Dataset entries
-*-*-

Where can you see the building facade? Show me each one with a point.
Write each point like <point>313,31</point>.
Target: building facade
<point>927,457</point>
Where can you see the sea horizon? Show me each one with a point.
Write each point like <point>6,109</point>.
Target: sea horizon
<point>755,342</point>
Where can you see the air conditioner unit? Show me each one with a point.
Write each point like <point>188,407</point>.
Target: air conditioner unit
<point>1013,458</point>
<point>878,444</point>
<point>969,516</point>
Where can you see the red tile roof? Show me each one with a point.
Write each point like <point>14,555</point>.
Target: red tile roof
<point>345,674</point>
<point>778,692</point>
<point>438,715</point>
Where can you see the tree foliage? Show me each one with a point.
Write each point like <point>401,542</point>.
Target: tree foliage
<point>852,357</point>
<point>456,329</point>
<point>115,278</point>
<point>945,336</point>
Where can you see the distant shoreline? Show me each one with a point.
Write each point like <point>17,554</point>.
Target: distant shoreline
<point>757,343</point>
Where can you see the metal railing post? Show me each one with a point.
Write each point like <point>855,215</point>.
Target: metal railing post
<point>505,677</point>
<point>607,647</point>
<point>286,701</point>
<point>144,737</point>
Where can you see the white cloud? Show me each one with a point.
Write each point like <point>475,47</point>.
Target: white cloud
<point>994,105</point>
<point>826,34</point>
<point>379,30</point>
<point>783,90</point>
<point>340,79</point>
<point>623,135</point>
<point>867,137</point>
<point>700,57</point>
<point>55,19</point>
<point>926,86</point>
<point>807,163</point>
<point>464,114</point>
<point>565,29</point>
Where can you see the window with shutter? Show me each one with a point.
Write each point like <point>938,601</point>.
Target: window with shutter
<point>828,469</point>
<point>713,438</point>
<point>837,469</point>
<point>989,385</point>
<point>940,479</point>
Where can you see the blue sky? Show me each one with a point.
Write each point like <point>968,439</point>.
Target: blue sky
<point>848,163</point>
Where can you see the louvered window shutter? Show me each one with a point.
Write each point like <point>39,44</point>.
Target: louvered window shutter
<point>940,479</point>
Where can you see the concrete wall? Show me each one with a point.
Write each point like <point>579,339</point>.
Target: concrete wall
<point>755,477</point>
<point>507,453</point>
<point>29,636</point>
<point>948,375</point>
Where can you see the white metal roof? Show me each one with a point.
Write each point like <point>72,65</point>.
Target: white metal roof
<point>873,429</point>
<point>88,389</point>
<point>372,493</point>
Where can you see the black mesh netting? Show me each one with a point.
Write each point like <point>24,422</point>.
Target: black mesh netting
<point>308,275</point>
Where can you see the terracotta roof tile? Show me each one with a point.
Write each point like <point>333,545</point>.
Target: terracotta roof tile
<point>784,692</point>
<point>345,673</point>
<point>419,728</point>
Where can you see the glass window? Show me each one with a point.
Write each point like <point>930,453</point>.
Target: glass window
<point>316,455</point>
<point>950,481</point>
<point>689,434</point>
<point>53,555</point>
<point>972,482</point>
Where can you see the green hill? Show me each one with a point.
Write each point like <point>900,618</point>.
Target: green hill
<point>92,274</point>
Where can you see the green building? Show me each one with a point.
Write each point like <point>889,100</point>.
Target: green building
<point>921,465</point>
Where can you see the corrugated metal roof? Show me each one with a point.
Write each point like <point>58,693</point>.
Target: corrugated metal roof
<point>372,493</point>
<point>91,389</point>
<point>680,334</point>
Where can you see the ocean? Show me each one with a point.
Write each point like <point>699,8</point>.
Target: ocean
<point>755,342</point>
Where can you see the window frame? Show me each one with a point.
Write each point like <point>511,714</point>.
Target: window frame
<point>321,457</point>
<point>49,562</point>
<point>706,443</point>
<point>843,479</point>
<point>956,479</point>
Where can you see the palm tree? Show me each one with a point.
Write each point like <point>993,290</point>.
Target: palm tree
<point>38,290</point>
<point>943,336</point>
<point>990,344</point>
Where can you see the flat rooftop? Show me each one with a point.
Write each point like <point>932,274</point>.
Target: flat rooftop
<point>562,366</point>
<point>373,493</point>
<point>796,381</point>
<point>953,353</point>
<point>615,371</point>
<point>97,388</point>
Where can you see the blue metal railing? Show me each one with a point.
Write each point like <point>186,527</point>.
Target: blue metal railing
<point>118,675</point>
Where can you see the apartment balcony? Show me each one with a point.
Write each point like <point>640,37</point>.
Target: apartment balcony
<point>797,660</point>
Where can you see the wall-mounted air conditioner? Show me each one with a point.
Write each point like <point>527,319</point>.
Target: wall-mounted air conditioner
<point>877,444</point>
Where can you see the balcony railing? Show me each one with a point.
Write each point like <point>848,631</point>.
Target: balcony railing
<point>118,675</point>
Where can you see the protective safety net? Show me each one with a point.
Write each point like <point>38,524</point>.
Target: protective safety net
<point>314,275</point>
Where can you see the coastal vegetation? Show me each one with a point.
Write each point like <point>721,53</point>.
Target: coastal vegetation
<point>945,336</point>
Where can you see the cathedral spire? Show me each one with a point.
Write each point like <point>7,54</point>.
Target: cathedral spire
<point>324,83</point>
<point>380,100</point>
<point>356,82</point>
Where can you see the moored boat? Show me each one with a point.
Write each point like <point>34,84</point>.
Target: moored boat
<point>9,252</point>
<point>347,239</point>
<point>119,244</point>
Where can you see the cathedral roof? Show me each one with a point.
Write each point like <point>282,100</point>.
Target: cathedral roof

-*-*-

- [WHAT IS REQUIRED]:
Rewrite the entries starting at the line that contains "Where can you see the louvered" and ending at the line that contains "<point>921,465</point>", requests included, and add 115 to both coordinates of every answer point. Leave the sample points in the requests unchanged.

- [WRITTEN RESPONSE]:
Where can you see the louvered window shutter? Show me each one with a point.
Write each point like <point>39,44</point>.
Target: louvered window shutter
<point>1055,594</point>
Where can you see the concrete wall? Show me each one with a point.
Write each point like <point>579,339</point>.
Target: concrete wall
<point>870,592</point>
<point>622,568</point>
<point>144,751</point>
<point>1063,490</point>
Where can you see the white metal roof? Show me each one with a point.
Write each point like <point>72,65</point>.
Target: white metal roof
<point>988,544</point>
<point>203,504</point>
<point>487,608</point>
Where can you see the black mesh netting? Show me each one with a point.
Write each point like <point>24,422</point>.
Target: black mesh netting
<point>423,390</point>
Where can you see the terracotta roof tile? Show me each one with a point.
Write each point like <point>333,545</point>.
Target: terracotta roof tile
<point>899,807</point>
<point>460,788</point>
<point>534,843</point>
Where can you see the glass window? Show me each one with a point.
Write each point like <point>930,453</point>.
Target: glass window
<point>431,570</point>
<point>1065,596</point>
<point>804,549</point>
<point>168,670</point>
<point>1087,597</point>
Where can you see the green hill? Show me each one with a point.
Write each point like <point>900,618</point>.
Target: green hill
<point>207,389</point>
Where can you see the green building? Show me each one with a point.
Write each point like <point>889,100</point>.
Target: green building
<point>1036,580</point>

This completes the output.